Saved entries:
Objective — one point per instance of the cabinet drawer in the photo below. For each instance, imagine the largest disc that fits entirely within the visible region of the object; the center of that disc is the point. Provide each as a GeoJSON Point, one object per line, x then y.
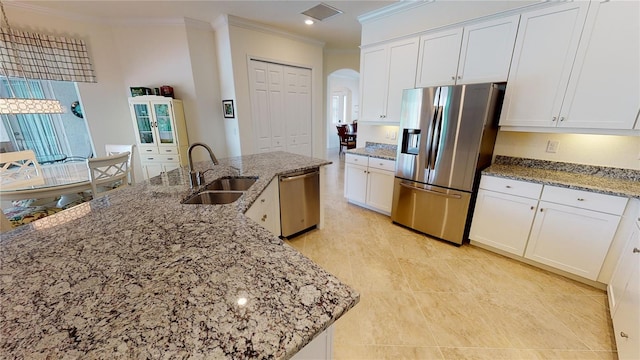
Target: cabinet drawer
{"type": "Point", "coordinates": [585, 199]}
{"type": "Point", "coordinates": [168, 150]}
{"type": "Point", "coordinates": [356, 159]}
{"type": "Point", "coordinates": [510, 186]}
{"type": "Point", "coordinates": [145, 158]}
{"type": "Point", "coordinates": [382, 164]}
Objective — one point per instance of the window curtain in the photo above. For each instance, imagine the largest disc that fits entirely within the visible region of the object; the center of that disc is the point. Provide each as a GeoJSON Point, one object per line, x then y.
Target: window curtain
{"type": "Point", "coordinates": [37, 130]}
{"type": "Point", "coordinates": [44, 57]}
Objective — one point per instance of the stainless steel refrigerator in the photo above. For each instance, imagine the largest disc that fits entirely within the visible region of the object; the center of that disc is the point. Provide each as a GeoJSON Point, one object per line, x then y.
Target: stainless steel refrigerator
{"type": "Point", "coordinates": [446, 138]}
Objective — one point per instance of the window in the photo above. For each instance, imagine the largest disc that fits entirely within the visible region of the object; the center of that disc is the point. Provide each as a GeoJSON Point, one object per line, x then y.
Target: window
{"type": "Point", "coordinates": [46, 134]}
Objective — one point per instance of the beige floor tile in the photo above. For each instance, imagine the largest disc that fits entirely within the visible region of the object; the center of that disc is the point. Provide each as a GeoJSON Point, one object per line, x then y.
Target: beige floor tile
{"type": "Point", "coordinates": [527, 323]}
{"type": "Point", "coordinates": [423, 298]}
{"type": "Point", "coordinates": [458, 320]}
{"type": "Point", "coordinates": [542, 354]}
{"type": "Point", "coordinates": [479, 354]}
{"type": "Point", "coordinates": [392, 318]}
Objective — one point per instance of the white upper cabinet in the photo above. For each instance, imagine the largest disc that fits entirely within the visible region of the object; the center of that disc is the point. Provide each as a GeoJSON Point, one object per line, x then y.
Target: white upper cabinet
{"type": "Point", "coordinates": [574, 68]}
{"type": "Point", "coordinates": [544, 53]}
{"type": "Point", "coordinates": [386, 70]}
{"type": "Point", "coordinates": [474, 54]}
{"type": "Point", "coordinates": [604, 89]}
{"type": "Point", "coordinates": [438, 59]}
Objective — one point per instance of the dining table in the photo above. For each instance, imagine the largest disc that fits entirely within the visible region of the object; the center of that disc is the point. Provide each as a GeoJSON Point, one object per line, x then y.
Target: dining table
{"type": "Point", "coordinates": [59, 179]}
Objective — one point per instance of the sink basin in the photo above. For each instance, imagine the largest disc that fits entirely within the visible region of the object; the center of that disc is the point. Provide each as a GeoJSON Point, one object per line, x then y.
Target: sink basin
{"type": "Point", "coordinates": [214, 197]}
{"type": "Point", "coordinates": [237, 183]}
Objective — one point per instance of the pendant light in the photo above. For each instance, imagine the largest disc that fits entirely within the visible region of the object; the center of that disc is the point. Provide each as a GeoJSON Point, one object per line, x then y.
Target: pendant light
{"type": "Point", "coordinates": [13, 105]}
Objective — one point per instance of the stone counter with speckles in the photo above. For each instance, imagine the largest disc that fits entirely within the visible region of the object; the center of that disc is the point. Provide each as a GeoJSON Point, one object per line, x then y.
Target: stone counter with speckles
{"type": "Point", "coordinates": [137, 274]}
{"type": "Point", "coordinates": [605, 180]}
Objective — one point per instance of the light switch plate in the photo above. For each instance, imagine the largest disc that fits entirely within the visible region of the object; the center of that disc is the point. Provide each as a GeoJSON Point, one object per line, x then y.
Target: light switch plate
{"type": "Point", "coordinates": [552, 146]}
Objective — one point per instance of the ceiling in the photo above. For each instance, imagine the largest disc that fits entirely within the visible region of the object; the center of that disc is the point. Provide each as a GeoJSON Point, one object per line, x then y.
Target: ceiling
{"type": "Point", "coordinates": [338, 32]}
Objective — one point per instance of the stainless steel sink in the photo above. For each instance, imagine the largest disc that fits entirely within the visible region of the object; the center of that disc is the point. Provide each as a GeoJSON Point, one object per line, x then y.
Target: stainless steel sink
{"type": "Point", "coordinates": [214, 197]}
{"type": "Point", "coordinates": [233, 183]}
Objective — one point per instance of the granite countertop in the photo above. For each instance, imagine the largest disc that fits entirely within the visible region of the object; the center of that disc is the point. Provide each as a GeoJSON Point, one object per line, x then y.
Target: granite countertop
{"type": "Point", "coordinates": [604, 180]}
{"type": "Point", "coordinates": [137, 274]}
{"type": "Point", "coordinates": [376, 150]}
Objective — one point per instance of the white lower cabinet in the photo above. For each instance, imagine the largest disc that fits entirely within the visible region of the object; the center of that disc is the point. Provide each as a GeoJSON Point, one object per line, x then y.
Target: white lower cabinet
{"type": "Point", "coordinates": [369, 182]}
{"type": "Point", "coordinates": [266, 209]}
{"type": "Point", "coordinates": [566, 229]}
{"type": "Point", "coordinates": [503, 221]}
{"type": "Point", "coordinates": [624, 296]}
{"type": "Point", "coordinates": [571, 239]}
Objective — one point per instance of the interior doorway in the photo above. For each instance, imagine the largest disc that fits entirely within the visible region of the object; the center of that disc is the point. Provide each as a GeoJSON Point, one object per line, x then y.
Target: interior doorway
{"type": "Point", "coordinates": [343, 100]}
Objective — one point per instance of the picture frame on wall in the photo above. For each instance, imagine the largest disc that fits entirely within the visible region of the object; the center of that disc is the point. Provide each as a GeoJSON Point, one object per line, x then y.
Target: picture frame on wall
{"type": "Point", "coordinates": [227, 109]}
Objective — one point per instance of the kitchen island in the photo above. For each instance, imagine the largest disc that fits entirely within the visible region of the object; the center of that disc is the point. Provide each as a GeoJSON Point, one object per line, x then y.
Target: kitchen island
{"type": "Point", "coordinates": [137, 274]}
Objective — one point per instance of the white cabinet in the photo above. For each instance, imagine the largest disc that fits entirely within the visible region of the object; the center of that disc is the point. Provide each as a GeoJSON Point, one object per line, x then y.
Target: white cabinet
{"type": "Point", "coordinates": [544, 53]}
{"type": "Point", "coordinates": [266, 209]}
{"type": "Point", "coordinates": [504, 213]}
{"type": "Point", "coordinates": [386, 70]}
{"type": "Point", "coordinates": [369, 182]}
{"type": "Point", "coordinates": [574, 68]}
{"type": "Point", "coordinates": [161, 133]}
{"type": "Point", "coordinates": [476, 53]}
{"type": "Point", "coordinates": [573, 230]}
{"type": "Point", "coordinates": [565, 229]}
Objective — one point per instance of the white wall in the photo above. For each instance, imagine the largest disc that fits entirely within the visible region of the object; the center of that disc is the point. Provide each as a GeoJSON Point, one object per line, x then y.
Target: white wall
{"type": "Point", "coordinates": [600, 150]}
{"type": "Point", "coordinates": [246, 42]}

Task requirements: Please write out all the data again word for word, but not the pictures.

Exercise solution:
Objective — one point per instance of the cabinet drawer in the photo below. For each instance, imagine the largest disc that fits entirely within the visible region of the object; the center of that disc is the point. Provide each as a GeoJSON Point, one object per line, x then y.
Target: cabinet drawer
{"type": "Point", "coordinates": [585, 199]}
{"type": "Point", "coordinates": [168, 150]}
{"type": "Point", "coordinates": [356, 159]}
{"type": "Point", "coordinates": [510, 186]}
{"type": "Point", "coordinates": [145, 158]}
{"type": "Point", "coordinates": [382, 164]}
Objective — one point per instance of the window curtain in the photo above. For each instance, imagine the largest disc that fits entirely within the visible region of the object; the center of that disc is the point. Provide each as a GeoJSON Point, one object per line, x then y.
Target: window curtain
{"type": "Point", "coordinates": [37, 130]}
{"type": "Point", "coordinates": [44, 57]}
Objective — one point per instance of the stainless steel refrigerator in the photo above. For each instance, imagine the largest disc that fits entirely within the visible region of the object; the center of that disc is the point. Provide each as a GeoJSON Point, one object per line, x then y.
Target: stainless steel refrigerator
{"type": "Point", "coordinates": [446, 138]}
Objective — one point per instance of the window in the photo above. For each instance, imagine the largest disc that fits entirely within the visible region of the object; the center of that disc is the point. Provide each as a GeoJSON Point, one object per line, x then y.
Target: window
{"type": "Point", "coordinates": [46, 134]}
Objective — one point per instance of the beige floor tile in the photo above. For each instance, imagine the largest disc that fits entirely within the visible region of the object; the center of that disc is the point. Provide each as a GeoJSON Point, one object per line, x then y.
Target: beige floor tile
{"type": "Point", "coordinates": [527, 323]}
{"type": "Point", "coordinates": [423, 298]}
{"type": "Point", "coordinates": [458, 320]}
{"type": "Point", "coordinates": [542, 354]}
{"type": "Point", "coordinates": [479, 354]}
{"type": "Point", "coordinates": [392, 318]}
Objective — one point per instance of the white upper cabinet in the photo above. For each instance, imagine the largest disc that fits entirely within the visible region of the object; the center of that disc is the point. Provide each as a GeoJSON Point, one object per line, x then y.
Target: white upper cabinet
{"type": "Point", "coordinates": [574, 68]}
{"type": "Point", "coordinates": [544, 53]}
{"type": "Point", "coordinates": [386, 70]}
{"type": "Point", "coordinates": [474, 54]}
{"type": "Point", "coordinates": [604, 89]}
{"type": "Point", "coordinates": [438, 59]}
Objective — one point per instance of the dining table in the photo above. For each instance, imagine the largest disc that fits entirely within the visible region of the object; the center of that disc is the point. Provide each as a GeoJSON Point, one object per line, x then y.
Target: dining table
{"type": "Point", "coordinates": [59, 179]}
Objective — one point per instance of the sink basin in the photo above. For each instance, imagine the largest disc that fits entirely within the visible region of the object; the center of that disc is the point. Provide each as a GeoJSON Point, one object per line, x then y.
Target: sink basin
{"type": "Point", "coordinates": [214, 197]}
{"type": "Point", "coordinates": [237, 183]}
Objective — one point per instance of the pendant light in the photo above. For each instance, imagine the largest disc that fits entirely within the visible region of the object; the center of that disc is the point. Provide each as a GeoJSON Point, one object per line, x then y.
Target: pendant light
{"type": "Point", "coordinates": [13, 105]}
Objective — one point per instance of the stone counter with speckles in the photo above. For each instance, imagine the largest disc that fits entirely within the visible region of the object; the center of that disc is the point. Provide each as a GeoJSON Point, one object per line, x then y.
Target: stone counter with speckles
{"type": "Point", "coordinates": [137, 274]}
{"type": "Point", "coordinates": [605, 180]}
Objective — one point per instance of the light switch plate in the photo above. For each instance, imagine the largest disc that fits entirely within the visible region of the object; the center of that disc is the point. Provide each as a GeoJSON Point, one object per line, x then y.
Target: light switch plate
{"type": "Point", "coordinates": [552, 146]}
Objective — one point per instance of the ceiling in the photo above. For each instance, imagine the largest disc that fits entirely within the visible region of the object; the center of that disc is the point. Provide each as a GeoJSON Point, one object per line, x then y.
Target: ceiling
{"type": "Point", "coordinates": [338, 32]}
Objective — one point per instance of the stainless steel sink in the photo above. For each instance, imagine the largest disc that fits entirely within the visible region of the object; the center of that disc is the point. Provide each as a GeoJSON Point, one object per line, x then y.
Target: stainless steel sink
{"type": "Point", "coordinates": [214, 197]}
{"type": "Point", "coordinates": [233, 183]}
Objective — one point per instance of the granite countertop in the photo above. For each instance, imagine the largest disc that fits entirely within the visible region of the object; the center of that disc is the point. Provide each as a GeoJSON Point, one object per line, x then y.
Target: granite countertop
{"type": "Point", "coordinates": [604, 180]}
{"type": "Point", "coordinates": [137, 274]}
{"type": "Point", "coordinates": [376, 150]}
Objective — one point per instance of the white lower cabinet in the photo above. For each instance, imagine the largest disc that fits entirely within the visible region of the object; the center of that disc is the point. Provide each as a GeoJSON Point, one object per line, x then y.
Target: white lower cabinet
{"type": "Point", "coordinates": [369, 182]}
{"type": "Point", "coordinates": [266, 209]}
{"type": "Point", "coordinates": [566, 229]}
{"type": "Point", "coordinates": [503, 221]}
{"type": "Point", "coordinates": [624, 296]}
{"type": "Point", "coordinates": [571, 239]}
Objective — one point per instance of the interior doorway in the photo above. For each instance, imagine the largest disc that fits entirely within the visible region of the object; the center of that disc is the point. Provide each as a GeoJSON Point, one object per line, x then y.
Target: interior doorway
{"type": "Point", "coordinates": [343, 100]}
Objective — one point per instance of the picture frame on wall in the photo above. For each instance, imagine the largest disc that fits entirely within the visible region of the object; the center of that disc is the point. Provide each as a GeoJSON Point, one object per line, x then y.
Target: picture frame on wall
{"type": "Point", "coordinates": [227, 109]}
Objective — one point per instance of the kitchen island in the photo above. For each instance, imagine the largest disc that fits entirely within the visible region of the object; the center of that disc is the point. Provide each as a GeoJSON Point, one object per line, x then y.
Target: kitchen island
{"type": "Point", "coordinates": [137, 274]}
Objective — one point per instance of the white cabinet in the photo above. For each instance, imagine the largest disc that fits entirely within the visible region of the object; the center of that disc is the point. Provide each as a GeoJSON Point, one object per line, x then y.
Target: white cabinet
{"type": "Point", "coordinates": [544, 53]}
{"type": "Point", "coordinates": [266, 209]}
{"type": "Point", "coordinates": [504, 213]}
{"type": "Point", "coordinates": [386, 70]}
{"type": "Point", "coordinates": [369, 182]}
{"type": "Point", "coordinates": [574, 68]}
{"type": "Point", "coordinates": [161, 133]}
{"type": "Point", "coordinates": [476, 53]}
{"type": "Point", "coordinates": [573, 230]}
{"type": "Point", "coordinates": [565, 229]}
Objective — one point per instance of the white wall in the photo above. For each instance, imagine the largest disc that fits entirely within the visible region of the object; the center of that disc is the point. Provide each as a GeoJSON Point, one object per line, x then y.
Target: white wall
{"type": "Point", "coordinates": [600, 150]}
{"type": "Point", "coordinates": [246, 42]}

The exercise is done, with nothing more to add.